Data shown START

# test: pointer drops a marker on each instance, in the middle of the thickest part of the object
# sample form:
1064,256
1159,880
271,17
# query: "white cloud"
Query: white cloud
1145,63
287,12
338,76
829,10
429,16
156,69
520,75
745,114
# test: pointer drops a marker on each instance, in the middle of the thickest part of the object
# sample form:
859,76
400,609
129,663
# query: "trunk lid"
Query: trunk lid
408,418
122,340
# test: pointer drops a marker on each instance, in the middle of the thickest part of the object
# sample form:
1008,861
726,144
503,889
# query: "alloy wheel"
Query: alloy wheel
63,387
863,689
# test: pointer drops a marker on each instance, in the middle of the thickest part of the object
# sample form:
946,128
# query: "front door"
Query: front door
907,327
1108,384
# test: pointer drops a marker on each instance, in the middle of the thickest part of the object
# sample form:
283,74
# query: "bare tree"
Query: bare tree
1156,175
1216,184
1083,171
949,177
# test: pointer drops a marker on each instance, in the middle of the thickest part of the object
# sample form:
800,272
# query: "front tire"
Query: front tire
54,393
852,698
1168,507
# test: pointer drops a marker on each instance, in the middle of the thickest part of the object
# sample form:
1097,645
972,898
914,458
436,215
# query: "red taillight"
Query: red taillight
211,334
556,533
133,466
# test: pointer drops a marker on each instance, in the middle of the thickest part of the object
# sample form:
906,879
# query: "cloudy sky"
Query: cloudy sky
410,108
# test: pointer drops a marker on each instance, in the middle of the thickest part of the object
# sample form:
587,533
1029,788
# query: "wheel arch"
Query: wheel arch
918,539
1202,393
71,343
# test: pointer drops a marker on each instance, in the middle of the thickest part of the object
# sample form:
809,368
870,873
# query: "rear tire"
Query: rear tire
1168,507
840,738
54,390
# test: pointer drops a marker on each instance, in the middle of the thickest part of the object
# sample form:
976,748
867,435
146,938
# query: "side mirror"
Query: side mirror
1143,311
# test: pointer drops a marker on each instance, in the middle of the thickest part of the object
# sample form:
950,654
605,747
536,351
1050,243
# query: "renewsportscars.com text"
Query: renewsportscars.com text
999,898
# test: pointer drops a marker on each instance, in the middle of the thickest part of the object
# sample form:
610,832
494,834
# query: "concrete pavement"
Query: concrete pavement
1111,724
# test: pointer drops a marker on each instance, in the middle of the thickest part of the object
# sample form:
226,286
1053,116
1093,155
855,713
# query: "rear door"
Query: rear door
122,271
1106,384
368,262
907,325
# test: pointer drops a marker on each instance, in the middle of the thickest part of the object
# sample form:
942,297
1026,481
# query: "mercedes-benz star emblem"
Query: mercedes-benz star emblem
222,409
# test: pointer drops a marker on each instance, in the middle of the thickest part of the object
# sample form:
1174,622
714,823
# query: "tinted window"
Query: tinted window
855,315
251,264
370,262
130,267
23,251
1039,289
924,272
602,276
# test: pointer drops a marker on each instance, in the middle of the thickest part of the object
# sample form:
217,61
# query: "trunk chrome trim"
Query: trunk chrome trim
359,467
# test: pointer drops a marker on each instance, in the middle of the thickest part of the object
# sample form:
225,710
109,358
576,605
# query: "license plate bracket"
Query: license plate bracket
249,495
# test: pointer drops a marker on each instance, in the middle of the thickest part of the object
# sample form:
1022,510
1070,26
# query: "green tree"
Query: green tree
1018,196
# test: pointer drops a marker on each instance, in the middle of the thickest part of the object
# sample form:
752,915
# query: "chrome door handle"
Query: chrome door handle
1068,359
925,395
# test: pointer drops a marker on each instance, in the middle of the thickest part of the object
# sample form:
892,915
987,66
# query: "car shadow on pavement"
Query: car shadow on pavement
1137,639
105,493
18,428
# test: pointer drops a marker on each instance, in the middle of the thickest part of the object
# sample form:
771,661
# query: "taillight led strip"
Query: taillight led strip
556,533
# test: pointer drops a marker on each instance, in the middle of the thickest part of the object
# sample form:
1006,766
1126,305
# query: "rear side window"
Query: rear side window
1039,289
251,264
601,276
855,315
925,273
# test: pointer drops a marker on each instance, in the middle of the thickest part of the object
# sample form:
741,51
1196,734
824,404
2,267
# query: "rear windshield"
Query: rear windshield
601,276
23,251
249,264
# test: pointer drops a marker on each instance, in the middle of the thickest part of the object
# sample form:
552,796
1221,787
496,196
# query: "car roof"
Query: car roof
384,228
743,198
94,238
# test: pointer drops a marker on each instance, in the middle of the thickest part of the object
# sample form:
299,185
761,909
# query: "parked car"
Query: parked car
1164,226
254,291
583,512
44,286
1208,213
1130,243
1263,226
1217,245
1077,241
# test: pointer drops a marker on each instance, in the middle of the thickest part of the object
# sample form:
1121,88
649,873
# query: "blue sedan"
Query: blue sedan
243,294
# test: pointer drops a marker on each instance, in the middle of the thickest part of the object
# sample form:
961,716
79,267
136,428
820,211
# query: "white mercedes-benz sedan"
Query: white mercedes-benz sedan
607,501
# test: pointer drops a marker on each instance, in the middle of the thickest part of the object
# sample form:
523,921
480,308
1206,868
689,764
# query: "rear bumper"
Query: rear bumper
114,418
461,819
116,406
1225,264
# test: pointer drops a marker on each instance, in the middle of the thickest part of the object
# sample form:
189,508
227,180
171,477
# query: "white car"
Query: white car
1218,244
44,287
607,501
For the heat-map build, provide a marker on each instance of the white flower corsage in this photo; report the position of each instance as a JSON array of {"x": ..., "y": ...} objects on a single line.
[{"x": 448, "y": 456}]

Data shown END

» Required action: Please output the entries above, every line exactly as it reads.

» Problem solution:
# test: pointer drops a marker on each instance, in the middle of the thickest part of the object
# sample form:
1064,256
1159,880
271,17
# query: "white cloud"
Query: white cloud
1145,63
287,12
338,76
829,10
429,16
156,69
520,75
745,114
# test: pointer drops a marker on each instance, in the middle of the thickest part of the object
# sample form:
859,76
400,609
129,663
# query: "trunk lid"
Query: trunk lid
408,418
122,340
# test: pointer drops a marker on each instance, in the middle of the thickest part of the object
# sample form:
1008,861
726,144
503,889
# query: "alloy wheel"
Query: alloy wheel
63,387
863,689
# test: pointer drops a marker on each instance, in the middle of the thickest part of the object
# sample form:
946,128
# query: "front door"
Query: front door
907,327
1108,384
# test: pointer drops a marker on each instance, in the middle of the thickest part of the object
# sample form:
283,74
# query: "bare tree"
Query: bare tree
1156,175
1216,184
1083,171
949,177
# test: pointer drops a marker on each instance, in the middle of the thickest part of the object
# sample form:
800,272
# query: "front tire"
Query: front tire
54,393
852,698
1168,507
# test: pointer drops a marker on each instance, in the middle of the thickest part of the object
# sample form:
1097,645
972,898
914,458
436,215
# query: "red taillight"
Query: red taillight
211,334
556,533
133,466
# test: pointer drops a marker on each instance, in the middle of the thickest part of the object
# sample form:
906,879
# query: "cloudy sky"
Query: cloudy sky
410,108
# test: pointer drops a marker on each instance, in the middle of the thickest part of the object
# sample form:
587,533
1029,788
# query: "wheel arch"
Query: wheel arch
918,539
1202,393
71,343
# test: pointer drops a marker on each instance, in the middle of the thickest part of the object
# sample form:
809,368
870,873
# query: "rear tire"
Query: rear tire
1168,507
840,738
54,390
# test: pointer drops a marker on each instance, in the middle of the thickest part of the object
# sample form:
976,748
867,435
146,938
# query: "side mirror"
Query: side mirror
1143,311
# test: pointer drops a marker on each instance, in the middle of the thickest part of the object
# sample form:
950,654
605,747
536,351
1050,243
# query: "renewsportscars.com text"
Query: renewsportscars.com text
999,898
# test: pointer drops a marker on each instance, in the middle of the thickest part of the object
# sample form:
610,832
494,834
# query: "concrete pavement"
Query: concrete pavement
1111,724
# test: pointer drops a marker on each instance, in the middle of the thickest part of the object
# sample form:
226,286
1053,116
1093,155
855,713
# query: "rear door"
Query: rear door
122,271
1106,384
368,262
907,325
# test: pointer drops a marker on each instance, in the middle of the thickest part of the object
# sample form:
942,297
1026,481
# query: "mercedes-benz star emblem"
Query: mercedes-benz star emblem
222,409
# test: pointer drops a marker on each instance, in the middle of the thickest part of the object
# sample form:
1174,622
714,823
# query: "tinted window"
Query: tinted window
855,315
251,264
370,262
130,267
23,251
1039,289
924,272
602,276
# test: pointer drops a marker on each instance, in the middle of the thickest part of the object
# sample form:
217,61
# query: "trunk chrome trim"
Query: trunk chrome trim
359,467
# test: pointer drops a marker on each instance, in the middle of the thickest part of the object
# sample form:
225,710
109,358
576,605
# query: "license plate bracket"
Query: license plate bracket
249,495
# test: pointer drops a marker on each instance, in the middle of the thickest part of the object
# sample form:
1022,510
1070,26
# query: "green tree"
Query: green tree
1018,196
# test: pointer drops a marker on each instance, in the middle of the thickest part of the object
# sample form:
752,915
# query: "chrome door handle"
Query: chrome door handle
1068,359
925,395
# test: pointer drops a marker on each instance, in the middle of the thickest part of the object
# sample form:
892,915
987,66
# query: "car shadow on pavement"
Query: car shadow on pavement
1137,639
105,493
18,428
# test: pointer drops a marker on each instance, in the middle of the thickest part of the object
# sample form:
771,661
# query: "taillight led strip"
Query: taillight led strip
556,533
# test: pointer drops a marker on each instance, in the middle of the thickest part of the object
# sample form:
1006,766
1126,305
# query: "rear side window"
Query: rear side window
1039,289
251,264
601,276
855,315
925,273
# test: pointer drops a marker on each instance, in the middle of the thickest part of the object
# sample form:
741,51
1196,734
824,404
2,267
# query: "rear windshield"
Query: rear windshield
601,276
23,251
249,264
# test: pointer drops a marker on each instance, in the middle of the thickest part of the object
# sample form:
552,796
1221,787
496,196
# query: "car roof"
Query: car roof
384,228
743,198
94,238
# test: pointer drops a marker on each instance, in the middle of the thickest part of the object
# sample form:
299,185
761,909
# query: "parked car"
Query: parked car
1164,226
254,291
583,512
44,286
1208,213
1130,243
1263,226
1217,245
1077,241
# test: pointer drops a marker on each instance, in the middle of the thickest part of the object
# sample form:
1121,88
649,873
# query: "blue sedan"
Query: blue sedan
243,294
# test: pointer drops a marker on each instance, in the middle of the thickest part of the object
# sample form:
961,716
79,267
136,428
820,211
# query: "white mercedes-benz sedan"
Query: white mercedes-benz sedan
607,501
# test: pointer drops a marker on each instance, in the middle of the thickest part of the object
# sample form:
523,921
480,308
1206,868
689,764
# query: "rear bumper"
Query: rear bumper
114,418
461,819
116,406
1225,264
# test: pointer drops a marker on each instance, in the middle of the thickest part of the object
# sample form:
189,508
227,180
171,477
# query: "white car"
Query: white car
1218,244
44,287
607,501
For the heat-map build, provide a marker on each instance of the white flower corsage in this photo; report the position of each instance as a JSON array of {"x": ..., "y": ...} objects on a single line.
[{"x": 448, "y": 456}]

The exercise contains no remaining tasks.